*** Opening of Records for this task ***

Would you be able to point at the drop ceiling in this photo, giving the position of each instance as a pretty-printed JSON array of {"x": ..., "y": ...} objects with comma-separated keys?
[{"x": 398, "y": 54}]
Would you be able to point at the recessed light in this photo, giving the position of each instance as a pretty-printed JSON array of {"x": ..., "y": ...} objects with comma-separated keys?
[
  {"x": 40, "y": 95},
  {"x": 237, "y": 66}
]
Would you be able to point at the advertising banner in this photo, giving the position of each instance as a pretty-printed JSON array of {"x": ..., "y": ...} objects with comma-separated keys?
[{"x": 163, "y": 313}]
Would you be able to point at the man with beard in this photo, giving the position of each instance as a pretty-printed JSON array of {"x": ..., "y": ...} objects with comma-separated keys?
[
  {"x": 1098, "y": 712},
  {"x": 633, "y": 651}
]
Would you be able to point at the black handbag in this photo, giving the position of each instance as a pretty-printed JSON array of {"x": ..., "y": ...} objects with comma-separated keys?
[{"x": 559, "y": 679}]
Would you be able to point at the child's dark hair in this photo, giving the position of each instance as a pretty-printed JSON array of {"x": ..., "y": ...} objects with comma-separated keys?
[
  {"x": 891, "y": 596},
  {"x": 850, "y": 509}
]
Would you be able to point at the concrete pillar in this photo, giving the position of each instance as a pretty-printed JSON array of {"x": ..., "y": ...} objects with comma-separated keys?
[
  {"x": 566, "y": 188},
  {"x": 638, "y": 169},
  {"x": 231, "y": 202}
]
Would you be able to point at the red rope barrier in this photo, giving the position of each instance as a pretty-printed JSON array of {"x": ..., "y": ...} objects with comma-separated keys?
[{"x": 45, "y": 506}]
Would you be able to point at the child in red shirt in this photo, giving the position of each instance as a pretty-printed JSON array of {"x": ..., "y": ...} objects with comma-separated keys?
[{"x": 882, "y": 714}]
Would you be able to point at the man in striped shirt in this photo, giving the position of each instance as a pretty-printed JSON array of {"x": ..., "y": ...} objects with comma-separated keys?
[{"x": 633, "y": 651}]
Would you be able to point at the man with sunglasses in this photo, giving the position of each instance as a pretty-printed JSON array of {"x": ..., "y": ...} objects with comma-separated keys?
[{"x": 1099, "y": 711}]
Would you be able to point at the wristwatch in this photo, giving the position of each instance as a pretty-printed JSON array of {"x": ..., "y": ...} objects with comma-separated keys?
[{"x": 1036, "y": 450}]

*** Close of Records for this task ***

Brief: All that the answer may hold is the lines from the one with "Would you be able to point at the man in" through the end of the data, set down exactly as they appear.

Solution for this task:
Would you be able to point at the man in striped shirt in this photo, giving the position of each instance as a pretty-printed JSON array of {"x": ..., "y": ...} objects with comma-separated keys?
[{"x": 633, "y": 651}]
Would you be able to point at the man with sunglasses in this photo, giving the position of each instance as a pretty-printed JSON array of {"x": ..., "y": ...} objects with comma-separated keys?
[{"x": 1099, "y": 711}]
Would you be able to point at the wristwatch in this photo, giving the position of each instance as a pretty-printed JSON array of {"x": ..., "y": ...} objects with comma-separated keys?
[{"x": 1036, "y": 450}]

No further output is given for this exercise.